-- Start Dataset rows --

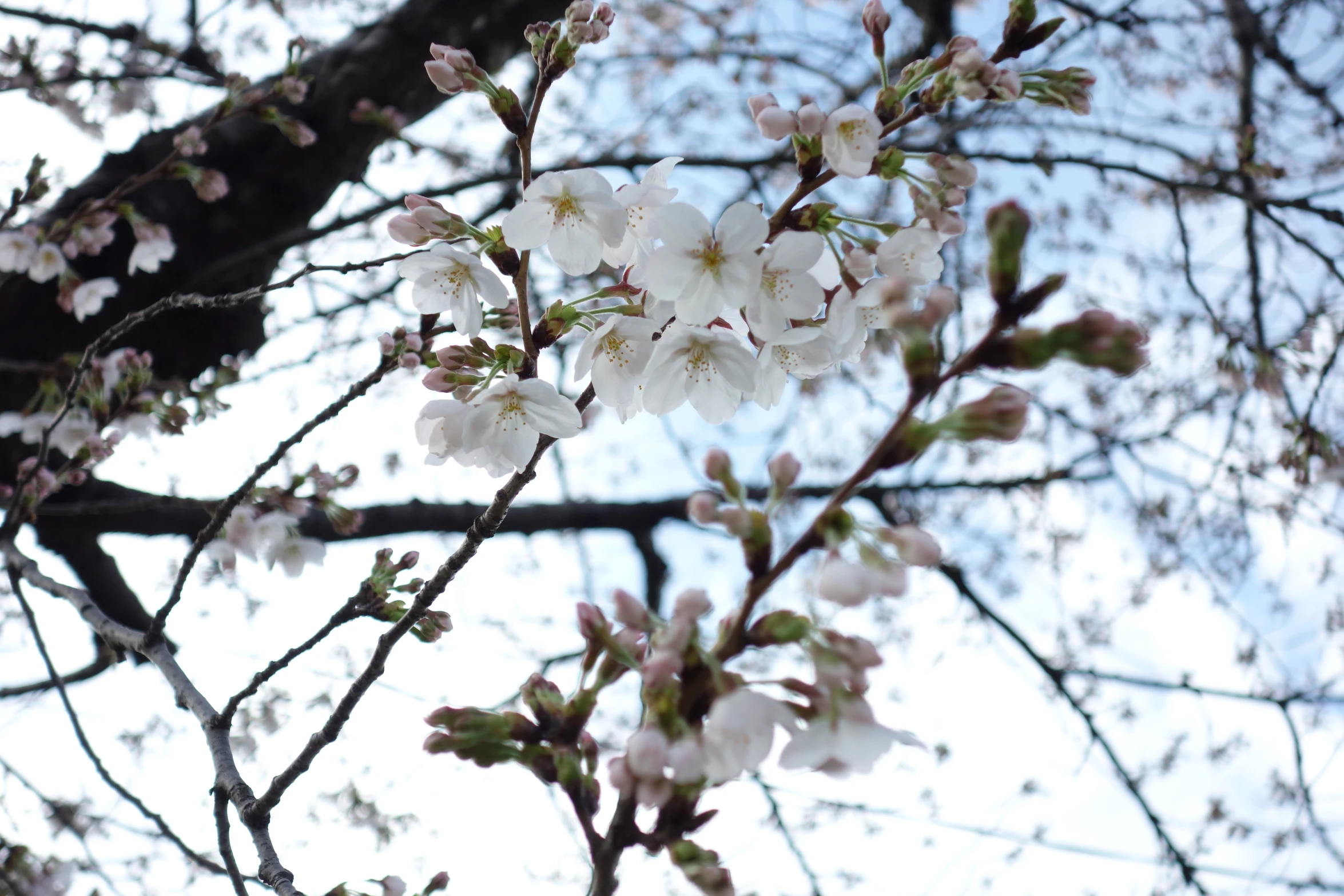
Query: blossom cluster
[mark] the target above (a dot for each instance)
(268, 525)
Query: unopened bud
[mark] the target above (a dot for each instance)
(913, 546)
(691, 604)
(1001, 416)
(876, 18)
(593, 625)
(811, 118)
(737, 521)
(1007, 226)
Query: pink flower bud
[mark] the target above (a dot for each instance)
(620, 775)
(647, 752)
(629, 639)
(1007, 85)
(629, 610)
(416, 201)
(876, 18)
(760, 102)
(737, 521)
(691, 604)
(444, 77)
(843, 582)
(811, 120)
(459, 59)
(212, 186)
(655, 793)
(718, 465)
(592, 622)
(703, 507)
(776, 124)
(408, 232)
(967, 62)
(659, 668)
(784, 471)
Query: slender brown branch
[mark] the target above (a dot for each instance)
(1187, 868)
(355, 608)
(486, 525)
(228, 505)
(17, 586)
(226, 849)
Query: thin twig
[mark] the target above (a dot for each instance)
(228, 505)
(17, 585)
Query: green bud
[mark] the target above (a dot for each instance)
(892, 162)
(781, 626)
(543, 698)
(835, 527)
(506, 105)
(1007, 226)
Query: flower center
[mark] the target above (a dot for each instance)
(711, 257)
(617, 349)
(566, 206)
(511, 414)
(699, 363)
(851, 131)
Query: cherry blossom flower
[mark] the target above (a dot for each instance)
(238, 536)
(440, 428)
(850, 140)
(450, 280)
(844, 582)
(803, 351)
(739, 731)
(687, 760)
(154, 246)
(642, 202)
(285, 546)
(705, 272)
(709, 367)
(851, 742)
(514, 414)
(913, 253)
(913, 544)
(647, 752)
(293, 552)
(17, 250)
(616, 354)
(573, 213)
(788, 292)
(851, 314)
(90, 294)
(47, 262)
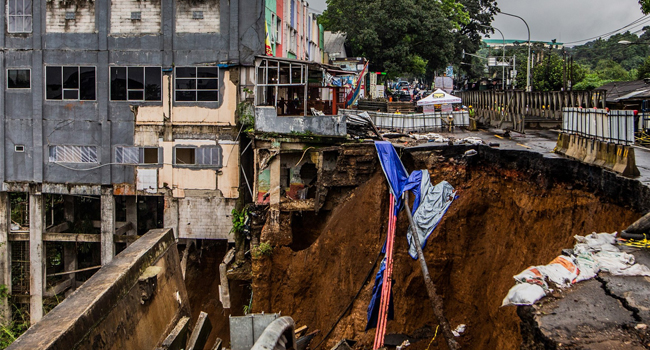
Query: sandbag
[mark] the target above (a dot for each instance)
(523, 294)
(562, 271)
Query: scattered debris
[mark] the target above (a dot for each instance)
(404, 345)
(469, 140)
(303, 342)
(471, 152)
(344, 344)
(591, 254)
(459, 330)
(431, 137)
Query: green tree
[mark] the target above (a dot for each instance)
(645, 6)
(409, 36)
(644, 70)
(610, 70)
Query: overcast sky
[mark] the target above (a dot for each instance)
(564, 20)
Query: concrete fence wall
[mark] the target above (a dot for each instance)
(516, 106)
(267, 120)
(130, 303)
(417, 122)
(614, 126)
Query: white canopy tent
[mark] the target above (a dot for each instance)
(439, 97)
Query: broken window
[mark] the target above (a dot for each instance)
(197, 84)
(73, 154)
(281, 84)
(136, 155)
(18, 79)
(136, 83)
(70, 83)
(185, 156)
(209, 156)
(19, 16)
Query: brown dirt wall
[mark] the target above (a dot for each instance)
(501, 223)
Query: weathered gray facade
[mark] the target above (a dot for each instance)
(119, 98)
(37, 123)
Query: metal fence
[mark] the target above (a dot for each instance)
(611, 126)
(413, 122)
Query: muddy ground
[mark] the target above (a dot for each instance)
(202, 283)
(502, 222)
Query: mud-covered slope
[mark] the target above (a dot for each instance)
(501, 223)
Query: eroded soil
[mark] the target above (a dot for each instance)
(502, 222)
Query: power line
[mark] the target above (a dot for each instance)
(644, 19)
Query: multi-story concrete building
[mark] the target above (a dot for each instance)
(128, 102)
(293, 30)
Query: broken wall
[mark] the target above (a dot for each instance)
(146, 20)
(70, 16)
(131, 303)
(194, 16)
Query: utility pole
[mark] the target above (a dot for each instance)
(564, 70)
(528, 87)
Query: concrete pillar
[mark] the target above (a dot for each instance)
(5, 257)
(275, 184)
(36, 254)
(170, 214)
(108, 224)
(70, 264)
(68, 208)
(132, 213)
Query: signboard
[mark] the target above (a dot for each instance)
(445, 84)
(449, 71)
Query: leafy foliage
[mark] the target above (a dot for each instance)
(644, 70)
(238, 220)
(629, 56)
(409, 36)
(645, 6)
(264, 249)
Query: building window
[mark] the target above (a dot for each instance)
(70, 83)
(18, 79)
(197, 84)
(204, 156)
(136, 83)
(272, 25)
(19, 16)
(136, 155)
(73, 154)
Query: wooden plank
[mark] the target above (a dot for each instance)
(70, 237)
(200, 333)
(58, 288)
(57, 228)
(124, 228)
(224, 287)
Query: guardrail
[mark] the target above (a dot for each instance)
(615, 126)
(416, 122)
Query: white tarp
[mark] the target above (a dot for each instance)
(439, 97)
(591, 254)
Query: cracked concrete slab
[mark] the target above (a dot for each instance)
(585, 318)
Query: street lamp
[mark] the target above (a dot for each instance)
(503, 56)
(528, 62)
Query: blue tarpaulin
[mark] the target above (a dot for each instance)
(431, 203)
(373, 308)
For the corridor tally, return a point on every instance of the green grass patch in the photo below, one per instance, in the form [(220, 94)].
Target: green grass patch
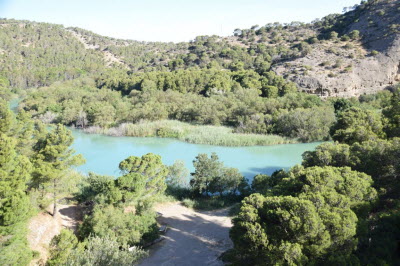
[(211, 135)]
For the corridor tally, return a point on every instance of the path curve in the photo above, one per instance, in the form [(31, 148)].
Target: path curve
[(193, 238)]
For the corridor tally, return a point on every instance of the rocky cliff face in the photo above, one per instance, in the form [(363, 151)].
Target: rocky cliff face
[(351, 68)]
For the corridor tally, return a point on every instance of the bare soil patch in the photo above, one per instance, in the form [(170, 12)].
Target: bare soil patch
[(193, 238)]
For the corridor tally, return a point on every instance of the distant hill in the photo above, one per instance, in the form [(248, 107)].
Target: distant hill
[(340, 55)]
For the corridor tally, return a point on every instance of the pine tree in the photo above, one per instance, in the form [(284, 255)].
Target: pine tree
[(54, 157)]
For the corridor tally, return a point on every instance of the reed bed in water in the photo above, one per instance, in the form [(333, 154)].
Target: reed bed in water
[(211, 135)]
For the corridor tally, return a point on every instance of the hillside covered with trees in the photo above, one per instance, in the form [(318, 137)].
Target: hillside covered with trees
[(333, 80)]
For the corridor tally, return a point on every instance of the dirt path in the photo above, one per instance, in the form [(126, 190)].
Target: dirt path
[(193, 238), (43, 227)]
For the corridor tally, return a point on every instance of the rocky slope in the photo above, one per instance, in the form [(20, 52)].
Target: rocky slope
[(350, 68), (319, 62)]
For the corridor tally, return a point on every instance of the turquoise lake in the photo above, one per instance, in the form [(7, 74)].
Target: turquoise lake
[(103, 153)]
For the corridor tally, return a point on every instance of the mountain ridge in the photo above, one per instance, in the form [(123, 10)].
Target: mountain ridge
[(320, 57)]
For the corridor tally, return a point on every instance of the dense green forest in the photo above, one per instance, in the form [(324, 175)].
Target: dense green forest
[(339, 207)]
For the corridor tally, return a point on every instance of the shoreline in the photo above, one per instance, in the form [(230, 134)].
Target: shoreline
[(194, 134)]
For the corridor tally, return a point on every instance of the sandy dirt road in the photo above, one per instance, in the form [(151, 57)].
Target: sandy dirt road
[(43, 227), (193, 238)]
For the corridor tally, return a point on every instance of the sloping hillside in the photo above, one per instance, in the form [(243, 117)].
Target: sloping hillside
[(349, 65), (339, 55)]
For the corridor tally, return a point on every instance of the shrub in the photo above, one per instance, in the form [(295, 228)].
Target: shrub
[(374, 52), (188, 203)]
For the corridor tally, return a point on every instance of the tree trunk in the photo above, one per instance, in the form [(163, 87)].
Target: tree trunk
[(54, 199)]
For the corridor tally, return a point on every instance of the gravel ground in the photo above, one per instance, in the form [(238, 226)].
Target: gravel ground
[(193, 238)]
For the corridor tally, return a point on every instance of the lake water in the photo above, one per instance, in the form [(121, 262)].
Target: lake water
[(103, 153)]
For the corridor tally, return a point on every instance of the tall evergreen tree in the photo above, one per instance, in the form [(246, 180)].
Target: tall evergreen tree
[(54, 157)]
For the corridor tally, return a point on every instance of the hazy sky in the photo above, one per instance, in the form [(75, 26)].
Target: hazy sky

-- End Dataset rows --

The problem:
Quote the lines of the listing above that run from the line with "form [(163, 87)]." through its last line, both included, and nothing else.

Result:
For the corridor tally, return a point on every instance of the tree trunk in the photo above, one per instance, in the form [(163, 87)].
Target: tree trunk
[(54, 199)]
For the corridor tally, return a point on every instance of the gravel ground in the photo above, one per instance, in the form [(238, 226)].
Target: gravel ground
[(193, 238)]
For the corridor tally, return a point on every instance of the lake water in the photo above, one per instance, in the form [(121, 262)].
Target: lake water
[(103, 153)]
For the corridor tally, return a point on every instance of the tall evergreen tree in the photo above, one per instance, in the form [(246, 180)].
Target: tall evergreen tree
[(54, 157)]
For the corridor tally, return a point on every instance of the hazy sky in the photo above, one per instance, in the form [(75, 26)].
Target: hazy sky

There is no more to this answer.